A Randomized Trial of Dental Brushing for Preventing Ventilator-Associated Pneumonia.
Chest. 2009 May 29;
Authors: Pobo A, Lisboa T, Rodriguez A, Sole R, Magret M, Trefler S, Gómez F, Rello J
Background Poor oral hygiene is associated with respiratory pathogen colonization and secondary lung infection. The impact of adding electric toothbrushing to oral care in order to reduce VAP incidence is unknown. Methods Prospective, simple blind, randomized trial including adults intubated for > 48 h. Controlling for exposure to antibiotic treatment, patients were randomized to oral care/8h with 0.12% chlorhexidine (standard group) or standard oral care plus electric toothbrush (toothbrushing group). VAP was documented by quantitative respiratory cultures. Mechanical ventilation duration, ICU LOS, antibiotic use and ICU mortality were secondary end-points. Results The study was terminated after randomizing 147 patients (74 toothbrush group) in a scheduled interim analysis. The two groups were comparable at baseline. The dental brushing group and the 0.12% chlorhexidine digluconate alone group had similar rates of suspected VAP (24.7% in the standard group vs 20.3% in the toothbrushing group, p = 0.55). After adjustment for severity of illness and admission diagnosis, the incidence of microbiologically documented VAP was also similar in the two groups (HR = 0.84 95%CI 0.41-1.73). The groups did not differ significantly in mortality, antibiotic-free days, duration of mechanical ventilation or length of ICU stay. Conclusions Our findings suggest that the addition of electric toothbrushing to a standard oral care with 0.12% chlorhexidine digluconate is not effective for the prevention of VAP.

### Directions
Using the Background section of the abstract on dental brushing for preventing ventilator-associated pneumonia, explain in one to three sentences why the trial examined adding electric toothbrushing to oral care. The records after this abstract come from a separate source.

### Provided records
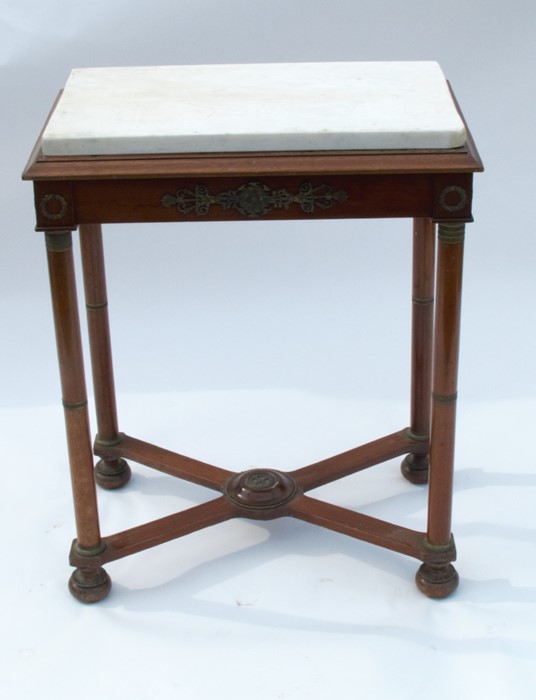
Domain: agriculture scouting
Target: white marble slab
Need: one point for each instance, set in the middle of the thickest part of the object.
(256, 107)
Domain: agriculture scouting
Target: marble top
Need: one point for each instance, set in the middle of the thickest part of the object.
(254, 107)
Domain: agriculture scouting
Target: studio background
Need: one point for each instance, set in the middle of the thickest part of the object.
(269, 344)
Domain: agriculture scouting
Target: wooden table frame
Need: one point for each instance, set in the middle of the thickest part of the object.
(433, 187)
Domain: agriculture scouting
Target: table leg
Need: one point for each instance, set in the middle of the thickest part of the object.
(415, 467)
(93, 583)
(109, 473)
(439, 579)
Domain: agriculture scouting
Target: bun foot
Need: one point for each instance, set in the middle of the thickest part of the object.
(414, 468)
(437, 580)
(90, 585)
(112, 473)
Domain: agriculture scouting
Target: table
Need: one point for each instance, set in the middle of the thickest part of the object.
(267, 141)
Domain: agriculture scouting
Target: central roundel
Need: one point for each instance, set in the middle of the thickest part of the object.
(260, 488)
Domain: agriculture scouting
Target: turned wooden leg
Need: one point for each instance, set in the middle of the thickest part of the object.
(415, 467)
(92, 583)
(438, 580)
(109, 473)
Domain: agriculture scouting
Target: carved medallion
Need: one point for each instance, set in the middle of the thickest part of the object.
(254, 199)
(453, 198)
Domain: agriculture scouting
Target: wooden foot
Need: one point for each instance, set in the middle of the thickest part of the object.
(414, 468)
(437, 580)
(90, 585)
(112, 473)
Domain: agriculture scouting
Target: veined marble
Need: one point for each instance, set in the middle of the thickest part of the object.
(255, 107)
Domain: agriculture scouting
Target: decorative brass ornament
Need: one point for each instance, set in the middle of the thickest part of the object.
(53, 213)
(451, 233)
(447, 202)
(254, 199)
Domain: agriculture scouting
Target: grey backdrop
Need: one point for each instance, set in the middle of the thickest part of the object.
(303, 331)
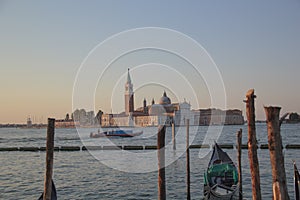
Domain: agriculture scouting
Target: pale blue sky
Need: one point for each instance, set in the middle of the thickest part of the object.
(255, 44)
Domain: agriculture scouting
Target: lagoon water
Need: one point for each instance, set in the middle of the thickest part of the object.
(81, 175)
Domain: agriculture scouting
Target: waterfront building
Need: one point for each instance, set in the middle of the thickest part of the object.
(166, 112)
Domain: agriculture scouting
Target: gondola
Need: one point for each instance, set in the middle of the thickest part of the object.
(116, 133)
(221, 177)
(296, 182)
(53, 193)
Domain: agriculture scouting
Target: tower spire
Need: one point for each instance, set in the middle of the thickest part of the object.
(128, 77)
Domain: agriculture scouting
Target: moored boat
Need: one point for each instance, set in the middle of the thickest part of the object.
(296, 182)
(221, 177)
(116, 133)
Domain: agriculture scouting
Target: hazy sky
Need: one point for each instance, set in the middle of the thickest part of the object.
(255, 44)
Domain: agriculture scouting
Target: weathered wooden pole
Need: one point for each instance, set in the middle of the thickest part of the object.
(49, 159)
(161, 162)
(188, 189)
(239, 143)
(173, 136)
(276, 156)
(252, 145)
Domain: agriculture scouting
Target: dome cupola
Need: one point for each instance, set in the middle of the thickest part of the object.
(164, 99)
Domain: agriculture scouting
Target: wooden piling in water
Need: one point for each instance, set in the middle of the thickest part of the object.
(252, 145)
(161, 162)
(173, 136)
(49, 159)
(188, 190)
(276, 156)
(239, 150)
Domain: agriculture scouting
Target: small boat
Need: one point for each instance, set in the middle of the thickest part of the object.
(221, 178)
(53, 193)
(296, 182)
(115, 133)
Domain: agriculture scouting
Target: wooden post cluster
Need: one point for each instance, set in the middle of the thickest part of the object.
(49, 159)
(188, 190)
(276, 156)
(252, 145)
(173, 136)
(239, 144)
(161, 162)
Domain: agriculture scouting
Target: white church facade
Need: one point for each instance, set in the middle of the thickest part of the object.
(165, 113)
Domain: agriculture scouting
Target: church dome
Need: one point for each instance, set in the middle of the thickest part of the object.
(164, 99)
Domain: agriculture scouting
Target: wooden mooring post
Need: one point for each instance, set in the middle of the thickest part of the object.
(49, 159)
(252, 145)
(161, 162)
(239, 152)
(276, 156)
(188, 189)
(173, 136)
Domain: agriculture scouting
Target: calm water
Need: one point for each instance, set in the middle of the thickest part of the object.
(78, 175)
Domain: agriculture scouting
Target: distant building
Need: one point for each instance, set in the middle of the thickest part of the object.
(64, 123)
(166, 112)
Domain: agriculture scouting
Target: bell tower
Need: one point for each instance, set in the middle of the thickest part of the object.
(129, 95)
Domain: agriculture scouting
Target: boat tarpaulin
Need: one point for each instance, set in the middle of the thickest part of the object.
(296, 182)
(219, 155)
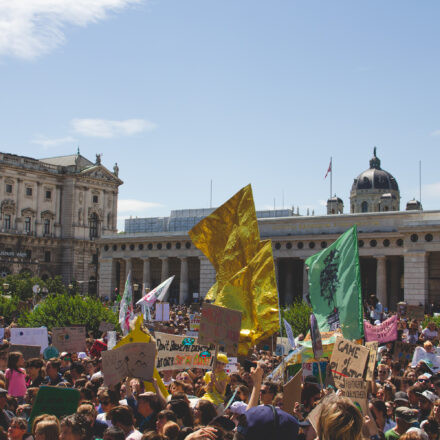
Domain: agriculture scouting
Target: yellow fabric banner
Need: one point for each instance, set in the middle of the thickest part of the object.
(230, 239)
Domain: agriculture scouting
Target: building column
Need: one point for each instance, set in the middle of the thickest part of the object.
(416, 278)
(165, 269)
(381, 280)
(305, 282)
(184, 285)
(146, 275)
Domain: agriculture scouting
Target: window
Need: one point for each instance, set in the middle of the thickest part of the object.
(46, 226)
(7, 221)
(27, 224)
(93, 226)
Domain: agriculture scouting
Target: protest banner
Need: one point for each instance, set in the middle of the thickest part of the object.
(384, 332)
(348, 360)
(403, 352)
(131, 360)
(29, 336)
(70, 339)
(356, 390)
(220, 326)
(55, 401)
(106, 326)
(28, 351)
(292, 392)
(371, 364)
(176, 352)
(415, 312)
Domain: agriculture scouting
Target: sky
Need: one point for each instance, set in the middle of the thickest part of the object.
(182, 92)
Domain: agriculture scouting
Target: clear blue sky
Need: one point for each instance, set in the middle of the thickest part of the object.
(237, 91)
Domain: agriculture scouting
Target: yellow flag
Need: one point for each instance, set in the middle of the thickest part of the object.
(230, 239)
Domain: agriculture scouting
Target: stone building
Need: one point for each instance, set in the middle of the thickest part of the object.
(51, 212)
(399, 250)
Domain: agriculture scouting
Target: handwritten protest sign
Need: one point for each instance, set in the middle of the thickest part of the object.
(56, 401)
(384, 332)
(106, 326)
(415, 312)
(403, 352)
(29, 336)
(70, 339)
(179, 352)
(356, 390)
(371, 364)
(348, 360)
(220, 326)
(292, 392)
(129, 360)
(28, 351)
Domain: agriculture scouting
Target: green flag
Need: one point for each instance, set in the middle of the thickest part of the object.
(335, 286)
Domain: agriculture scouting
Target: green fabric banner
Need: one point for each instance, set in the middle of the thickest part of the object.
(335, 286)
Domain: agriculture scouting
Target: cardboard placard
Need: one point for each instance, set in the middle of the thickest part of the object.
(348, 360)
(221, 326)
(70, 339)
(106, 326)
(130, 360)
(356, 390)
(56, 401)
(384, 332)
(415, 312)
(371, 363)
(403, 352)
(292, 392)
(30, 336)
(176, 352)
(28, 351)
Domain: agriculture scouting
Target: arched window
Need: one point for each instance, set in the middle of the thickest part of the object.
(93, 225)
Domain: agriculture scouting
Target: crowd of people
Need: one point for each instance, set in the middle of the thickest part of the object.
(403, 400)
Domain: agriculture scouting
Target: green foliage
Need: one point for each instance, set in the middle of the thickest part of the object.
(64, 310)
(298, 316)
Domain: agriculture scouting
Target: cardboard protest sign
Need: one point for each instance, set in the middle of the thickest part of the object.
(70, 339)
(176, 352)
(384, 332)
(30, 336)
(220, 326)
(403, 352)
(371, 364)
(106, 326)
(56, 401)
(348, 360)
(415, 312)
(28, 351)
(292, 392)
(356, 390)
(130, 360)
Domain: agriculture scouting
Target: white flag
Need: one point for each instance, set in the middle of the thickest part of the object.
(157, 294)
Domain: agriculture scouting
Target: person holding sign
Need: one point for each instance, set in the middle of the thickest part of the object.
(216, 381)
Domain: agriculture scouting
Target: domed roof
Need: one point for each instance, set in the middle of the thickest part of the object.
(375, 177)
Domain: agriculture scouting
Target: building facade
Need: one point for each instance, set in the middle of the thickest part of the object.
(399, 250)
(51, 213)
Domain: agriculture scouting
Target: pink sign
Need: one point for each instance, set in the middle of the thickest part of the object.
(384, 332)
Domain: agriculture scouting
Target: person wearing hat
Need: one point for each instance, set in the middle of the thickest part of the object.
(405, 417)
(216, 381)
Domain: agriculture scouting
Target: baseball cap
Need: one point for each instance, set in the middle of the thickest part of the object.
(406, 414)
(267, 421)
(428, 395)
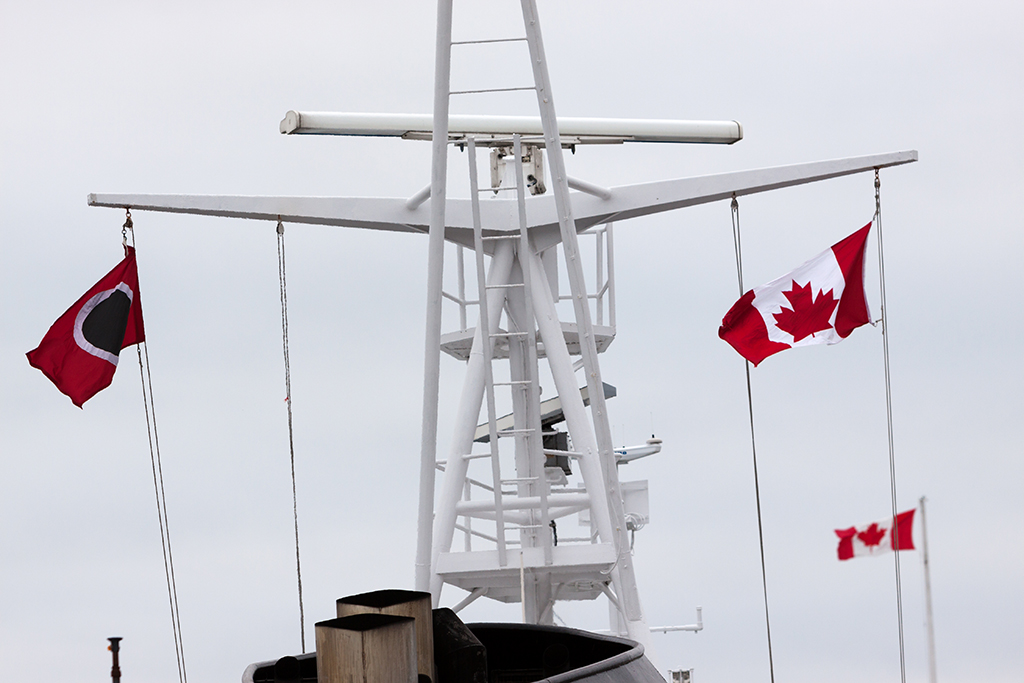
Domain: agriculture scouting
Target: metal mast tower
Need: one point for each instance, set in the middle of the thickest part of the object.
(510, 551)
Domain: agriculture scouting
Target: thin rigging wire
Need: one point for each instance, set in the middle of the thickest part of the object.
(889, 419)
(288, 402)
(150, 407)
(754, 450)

==

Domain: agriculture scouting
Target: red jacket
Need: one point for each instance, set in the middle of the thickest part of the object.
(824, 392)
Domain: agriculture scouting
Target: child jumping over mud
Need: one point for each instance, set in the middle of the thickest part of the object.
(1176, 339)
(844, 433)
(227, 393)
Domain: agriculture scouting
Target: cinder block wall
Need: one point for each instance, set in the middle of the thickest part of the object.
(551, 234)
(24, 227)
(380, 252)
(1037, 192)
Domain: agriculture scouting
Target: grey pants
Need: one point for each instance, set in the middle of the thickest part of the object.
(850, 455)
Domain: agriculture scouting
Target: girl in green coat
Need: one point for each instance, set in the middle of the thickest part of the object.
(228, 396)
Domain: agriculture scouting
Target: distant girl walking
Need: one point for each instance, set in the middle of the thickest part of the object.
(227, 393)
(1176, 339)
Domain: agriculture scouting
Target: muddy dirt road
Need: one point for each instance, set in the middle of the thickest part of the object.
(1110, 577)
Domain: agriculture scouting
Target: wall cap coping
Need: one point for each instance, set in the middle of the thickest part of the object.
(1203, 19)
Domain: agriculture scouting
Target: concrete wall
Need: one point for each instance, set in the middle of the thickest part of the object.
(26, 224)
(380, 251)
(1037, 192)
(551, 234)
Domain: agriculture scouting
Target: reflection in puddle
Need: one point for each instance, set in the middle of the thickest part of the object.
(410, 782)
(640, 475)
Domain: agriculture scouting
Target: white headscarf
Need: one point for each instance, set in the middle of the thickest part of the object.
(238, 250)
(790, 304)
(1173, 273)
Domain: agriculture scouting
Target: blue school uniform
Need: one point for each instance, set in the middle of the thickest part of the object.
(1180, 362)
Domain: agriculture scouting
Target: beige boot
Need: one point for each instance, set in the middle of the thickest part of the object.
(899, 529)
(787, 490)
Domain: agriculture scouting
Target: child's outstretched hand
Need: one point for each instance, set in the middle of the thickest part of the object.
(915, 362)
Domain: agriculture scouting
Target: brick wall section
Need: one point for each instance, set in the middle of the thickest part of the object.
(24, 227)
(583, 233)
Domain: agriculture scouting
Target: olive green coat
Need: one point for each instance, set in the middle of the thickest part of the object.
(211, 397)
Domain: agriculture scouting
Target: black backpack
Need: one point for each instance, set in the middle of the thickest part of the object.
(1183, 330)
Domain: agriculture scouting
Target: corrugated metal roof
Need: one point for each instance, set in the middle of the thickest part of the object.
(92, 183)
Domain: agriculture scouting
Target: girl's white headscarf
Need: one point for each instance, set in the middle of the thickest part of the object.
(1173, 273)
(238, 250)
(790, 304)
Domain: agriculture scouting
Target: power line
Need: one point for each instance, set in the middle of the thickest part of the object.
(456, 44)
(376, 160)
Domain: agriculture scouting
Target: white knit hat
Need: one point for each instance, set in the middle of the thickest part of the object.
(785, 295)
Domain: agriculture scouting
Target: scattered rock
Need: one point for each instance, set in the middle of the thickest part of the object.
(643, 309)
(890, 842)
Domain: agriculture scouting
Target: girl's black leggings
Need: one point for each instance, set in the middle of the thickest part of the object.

### Exercise answer
Poor oral hygiene is associated with colonization by respiratory pathogens and with secondary lung infection. Whether adding electric toothbrushing to oral care reduces the incidence of VAP was unknown.